* [DIRECTIVE]:
Copy out all of the material below word for word, leaving out the pictures.

· · · · ·

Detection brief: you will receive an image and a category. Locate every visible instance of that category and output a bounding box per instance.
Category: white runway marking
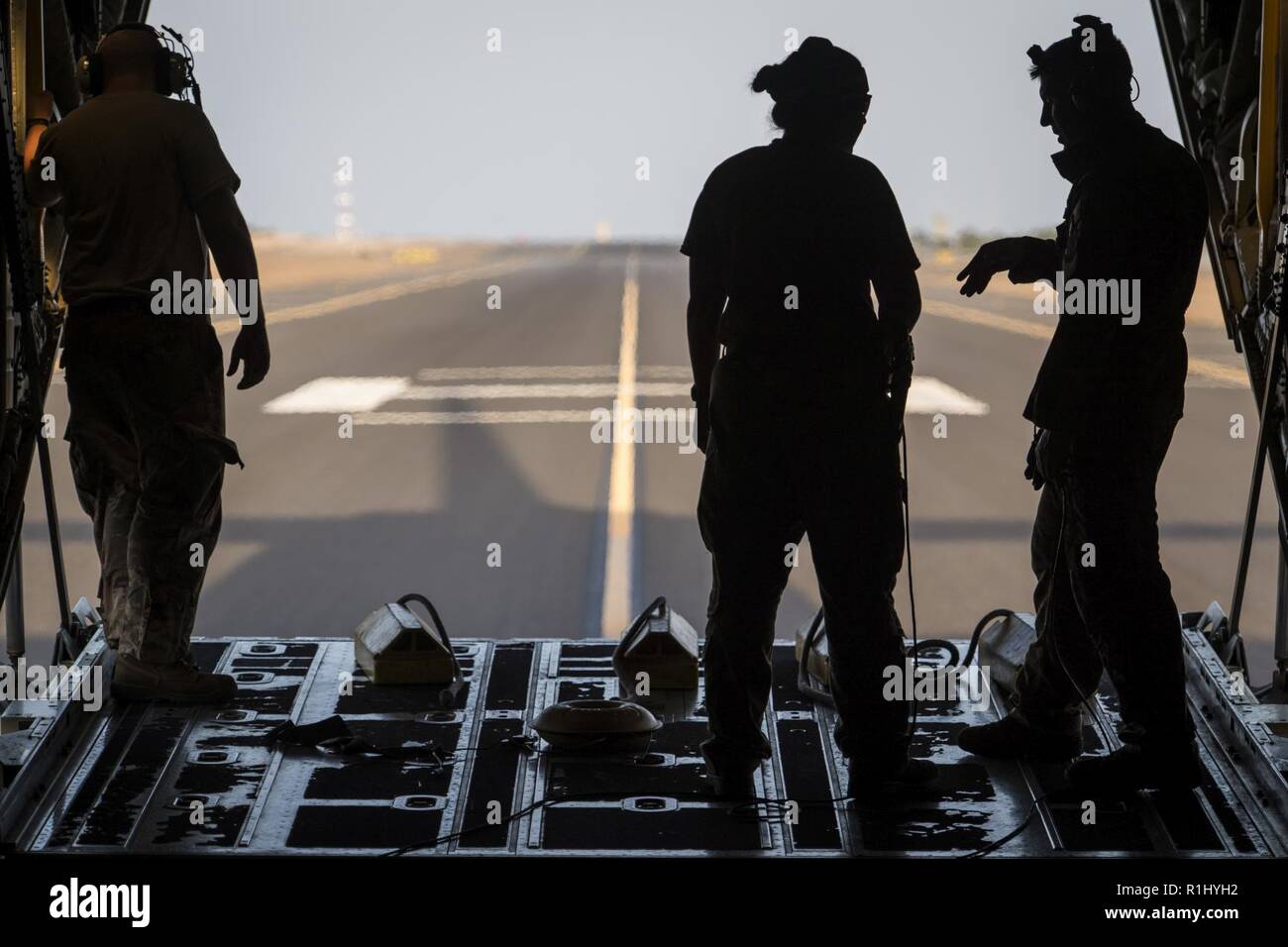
[263,365,988,424]
[416,365,693,381]
[353,408,593,425]
[906,377,988,417]
[398,381,690,401]
[263,377,411,415]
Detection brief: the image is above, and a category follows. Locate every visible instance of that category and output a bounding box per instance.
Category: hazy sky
[150,0,1176,245]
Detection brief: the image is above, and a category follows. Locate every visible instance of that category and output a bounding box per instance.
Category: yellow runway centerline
[599,253,640,638]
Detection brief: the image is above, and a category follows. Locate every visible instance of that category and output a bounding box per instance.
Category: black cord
[899,430,921,743]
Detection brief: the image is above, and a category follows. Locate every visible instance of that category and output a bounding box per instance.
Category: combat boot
[957,710,1082,763]
[702,746,760,800]
[112,652,237,703]
[1065,741,1206,797]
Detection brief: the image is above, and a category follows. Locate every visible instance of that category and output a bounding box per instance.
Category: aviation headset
[1027,16,1138,112]
[80,23,201,108]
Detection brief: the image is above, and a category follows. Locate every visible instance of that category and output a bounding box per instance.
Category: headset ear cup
[86,53,103,95]
[156,49,174,95]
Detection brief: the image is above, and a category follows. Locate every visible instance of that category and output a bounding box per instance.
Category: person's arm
[872,269,921,346]
[22,91,63,207]
[957,237,1060,296]
[196,185,269,389]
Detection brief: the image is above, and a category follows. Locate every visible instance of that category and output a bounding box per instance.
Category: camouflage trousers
[63,308,241,664]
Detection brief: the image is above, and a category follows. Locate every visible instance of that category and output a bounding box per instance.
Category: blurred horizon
[150,0,1176,243]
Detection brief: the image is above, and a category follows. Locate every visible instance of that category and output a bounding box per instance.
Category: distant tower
[334,158,355,244]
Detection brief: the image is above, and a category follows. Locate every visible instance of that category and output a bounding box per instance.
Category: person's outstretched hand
[957,237,1024,296]
[228,317,268,390]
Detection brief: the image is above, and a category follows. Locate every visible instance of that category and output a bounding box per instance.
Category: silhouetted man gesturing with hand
[958,17,1207,792]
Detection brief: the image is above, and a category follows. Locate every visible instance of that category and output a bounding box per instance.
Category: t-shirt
[680,138,921,361]
[27,91,241,305]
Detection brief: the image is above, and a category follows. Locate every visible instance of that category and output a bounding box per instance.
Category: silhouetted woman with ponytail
[682,36,935,797]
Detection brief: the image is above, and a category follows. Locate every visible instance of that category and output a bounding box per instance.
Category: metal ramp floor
[7,638,1275,857]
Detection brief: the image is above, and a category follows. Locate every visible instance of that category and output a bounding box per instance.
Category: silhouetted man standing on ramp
[958,17,1207,792]
[26,25,269,702]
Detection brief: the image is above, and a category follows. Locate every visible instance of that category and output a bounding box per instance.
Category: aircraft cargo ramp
[0,623,1288,857]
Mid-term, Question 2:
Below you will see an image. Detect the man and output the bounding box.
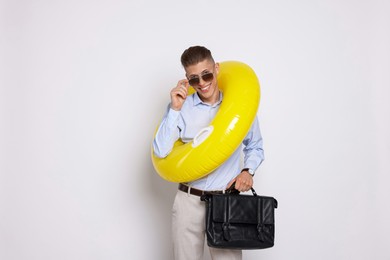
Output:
[153,46,264,260]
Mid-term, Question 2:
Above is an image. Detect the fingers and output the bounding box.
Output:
[171,79,189,110]
[232,172,253,192]
[226,178,236,189]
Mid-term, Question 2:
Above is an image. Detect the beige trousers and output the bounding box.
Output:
[172,191,242,260]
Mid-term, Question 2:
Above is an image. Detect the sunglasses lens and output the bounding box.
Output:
[188,77,199,86]
[202,73,214,82]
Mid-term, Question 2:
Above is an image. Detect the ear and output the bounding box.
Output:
[215,62,219,75]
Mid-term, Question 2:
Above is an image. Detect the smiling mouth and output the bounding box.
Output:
[199,83,211,93]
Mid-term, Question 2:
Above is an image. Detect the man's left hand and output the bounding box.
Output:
[227,171,253,192]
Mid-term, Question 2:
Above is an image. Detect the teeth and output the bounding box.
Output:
[200,85,210,91]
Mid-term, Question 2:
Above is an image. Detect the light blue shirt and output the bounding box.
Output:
[153,93,264,190]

· · · · ·

* [REPLY]:
Detection brief: you will receive an image and a category. Locate every visible instance of that category and output a bounding box per instance.
Category: white runway marking
[263,365,988,424]
[416,365,693,381]
[353,408,593,425]
[906,377,988,417]
[398,381,690,401]
[263,377,411,415]
Detection brief: the image is above, and a category follows. Locate every visible instance of that category and output a bounding box per instance.
Category: hazy sky
[150,0,1176,245]
Detection brief: the image is above, and a category follows. Locate every visible instance of that category and output a bounding box per instance.
Category: yellow runway centerline
[599,253,640,638]
Detection brief: the image is above, and a category follows. Locate every visible instance of that category and output a bounding box per instance.
Category: black cord
[899,430,921,743]
Detection brief: the image is above, and a category follows. Locate every visible instance of that category and output a bounding box per instance.
Category: combat boot
[957,710,1082,763]
[702,746,760,800]
[112,652,237,703]
[1065,741,1206,797]
Detection brief: the image is above, and a category follows. Locate every visible instance of that category and output a bounding box per instance.
Category: aviation headset
[1027,16,1138,112]
[80,23,201,108]
Detection brief: the image is above, and a category follows. Locate every visible instance of that category and output a bounding box per instance.
Category: headset ear cup
[86,53,103,95]
[156,49,174,95]
Detection brief: the image is above, and a category follows. Locate every visible instance of that category and output a bounding box per instance.
Category: person's arm
[872,269,921,346]
[22,91,63,207]
[957,237,1060,296]
[196,185,269,389]
Detection brief: the image is above, and a category follows. Locate every visible instance of that category and output a bounding box per instance.
Category: camouflage trousers
[63,308,241,664]
Detection brief: the image is above, and a category follows. Locate every visible instance of that category and output a bounding box per instance.
Category: blurred horizon
[150,0,1176,243]
Detection brief: the image is above, and a category follows. Locate every visible instance of that category and output a bounding box per instance.
Category: distant tower
[334,158,355,244]
Detection brief: the image is above, and a category follows. Locate every visible instance of that category and output a bounding box per instance.
Category: person's outstretched hand
[957,237,1024,296]
[228,317,268,390]
Detection brief: the image is above, and a category follows. Locate every visible instance of that category and output a bounding box per instance.
Category: silhouetted man gesturing with hand
[958,17,1207,792]
Detection brief: the image is above, and a category follows. Locate every visible instance of that category and output a bounding box per instance.
Category: t-shirt
[680,138,921,361]
[27,91,241,305]
Detection brief: the image is above, and a category follows. Locate every visible instance of that category and output a bounding box per instance.
Category: silhouetted woman with ponytail
[682,36,935,797]
Detection brief: the image is above, and a category follows. Locate every visible instance of that category and output a bounding box per instance.
Category: metal ramp floor
[7,638,1275,857]
Detection brief: the image is above, and a category follows. Locate every visible instance of that category and output a bounding box per instance.
Category: silhouetted man standing on ramp
[958,17,1207,792]
[26,25,269,702]
Detection brief: the image is above, and a category follows. Locate every visible instance of that category and output a bounding box per instance.
Category: aircraft cargo ramp
[0,623,1288,857]
Mid-term, Question 2:
Below you will see an image. Detect the man and output the bounding box.
Output:
[153,46,264,260]
Mid-term, Question 2:
Above is an image. Detect the fingers and output the bounding box.
Output:
[171,79,189,110]
[232,172,253,192]
[226,178,236,189]
Mid-term, Question 2:
Above is an image. Detect the beige trousers and output the bounding box.
Output:
[172,191,242,260]
Mid-term, Question 2:
Above is an image. Detect the sunglasses lens and output the bounding box.
Output:
[188,77,199,86]
[202,73,214,82]
Mid-term, Question 2:
Above is an image. Detect the ear and output the bounding box.
Output:
[215,62,219,75]
Mid-term, Question 2:
Above is an image. Detect the smiling mouth and output the bounding box.
Output:
[199,83,211,93]
Mid-term, Question 2:
Above is an image. Detect the man's left hand and output the bounding box.
Output:
[227,171,253,192]
Mid-term, Question 2:
Above is an image. Detect the teeth and output the bounding box.
Output:
[200,85,210,91]
Mid-term, Question 2:
Above is an image. Detect the light blue shirt and output the bounding box.
Output:
[153,93,264,190]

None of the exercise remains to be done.